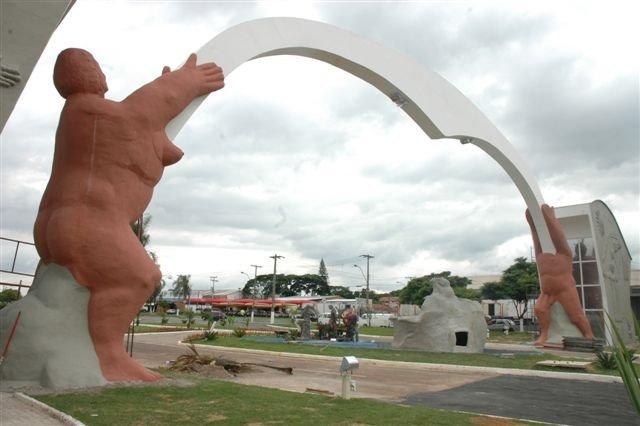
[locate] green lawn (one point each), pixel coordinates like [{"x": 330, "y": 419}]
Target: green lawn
[
  {"x": 213, "y": 401},
  {"x": 376, "y": 331},
  {"x": 484, "y": 360}
]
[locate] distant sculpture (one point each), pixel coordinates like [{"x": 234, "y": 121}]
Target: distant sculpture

━━━━━━━━━━━━━━━━

**What you should do**
Reproduce the whole listing above word for word, leaving out the pictures.

**Output for this task**
[locate] green lawn (one point each), pixel coordinates like [{"x": 330, "y": 419}]
Target: green lawn
[
  {"x": 213, "y": 401},
  {"x": 376, "y": 331},
  {"x": 484, "y": 360}
]
[locate] distant sculpture (one point each), pixel coordinates like [{"x": 234, "y": 121}]
Target: distant sculpture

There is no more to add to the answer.